'''

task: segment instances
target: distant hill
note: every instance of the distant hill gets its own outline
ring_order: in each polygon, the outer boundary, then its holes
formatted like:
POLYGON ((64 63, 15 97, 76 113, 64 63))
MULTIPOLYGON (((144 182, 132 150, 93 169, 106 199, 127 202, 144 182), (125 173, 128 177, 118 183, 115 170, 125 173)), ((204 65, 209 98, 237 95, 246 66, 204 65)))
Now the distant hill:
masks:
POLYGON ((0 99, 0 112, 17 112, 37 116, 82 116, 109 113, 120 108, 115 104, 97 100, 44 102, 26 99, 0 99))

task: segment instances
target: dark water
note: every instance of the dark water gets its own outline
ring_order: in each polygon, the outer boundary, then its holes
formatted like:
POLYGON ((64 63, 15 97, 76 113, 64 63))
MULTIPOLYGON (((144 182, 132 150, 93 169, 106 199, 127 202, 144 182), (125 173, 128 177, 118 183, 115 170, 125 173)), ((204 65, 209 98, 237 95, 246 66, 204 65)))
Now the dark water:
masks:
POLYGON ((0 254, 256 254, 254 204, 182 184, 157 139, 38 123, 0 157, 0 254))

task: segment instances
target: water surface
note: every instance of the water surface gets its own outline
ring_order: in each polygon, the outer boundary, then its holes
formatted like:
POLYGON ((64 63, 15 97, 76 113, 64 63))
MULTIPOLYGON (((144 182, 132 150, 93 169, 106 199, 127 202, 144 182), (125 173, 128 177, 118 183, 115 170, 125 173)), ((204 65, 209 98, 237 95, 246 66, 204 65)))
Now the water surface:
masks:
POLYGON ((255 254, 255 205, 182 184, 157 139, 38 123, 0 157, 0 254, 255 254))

'''

• **Aim of the task**: All of the records must be repeated exactly.

• **Reply to the task**:
task: segment instances
target: distant hill
note: every instance of the distant hill gets its own outline
ring_order: in each polygon, the outer boundary, then its holes
formatted like:
POLYGON ((64 63, 15 97, 76 113, 64 63))
MULTIPOLYGON (((144 182, 132 150, 93 169, 106 199, 127 202, 144 182), (125 173, 128 177, 118 183, 115 170, 125 173)), ((204 65, 209 98, 237 95, 246 66, 204 65)))
Now the distant hill:
masks:
POLYGON ((0 99, 0 112, 17 112, 37 116, 82 116, 109 113, 120 108, 115 104, 97 100, 44 102, 26 99, 0 99))

task: segment instances
target: dark water
note: every instance of the dark water gets its own outline
ring_order: in each polygon, the outer boundary, then its holes
formatted like:
POLYGON ((64 63, 15 97, 76 113, 64 63))
MULTIPOLYGON (((144 182, 132 150, 93 169, 106 199, 127 202, 144 182), (125 173, 128 177, 118 183, 115 170, 125 173)), ((204 65, 209 98, 237 95, 246 66, 204 65)))
Now the dark water:
masks:
POLYGON ((0 254, 256 254, 254 204, 182 184, 157 139, 38 123, 0 157, 0 254))

task: segment instances
target: water surface
note: every instance of the water surface gets its own outline
ring_order: in each polygon, the outer boundary, then its holes
formatted like:
POLYGON ((64 63, 15 97, 76 113, 64 63))
MULTIPOLYGON (((144 182, 132 150, 93 169, 106 199, 127 202, 144 182), (125 173, 128 177, 118 183, 115 170, 125 173)), ((204 65, 209 98, 237 95, 246 66, 204 65)))
Now the water surface:
masks:
POLYGON ((255 254, 255 205, 182 184, 157 139, 38 123, 0 157, 0 254, 255 254))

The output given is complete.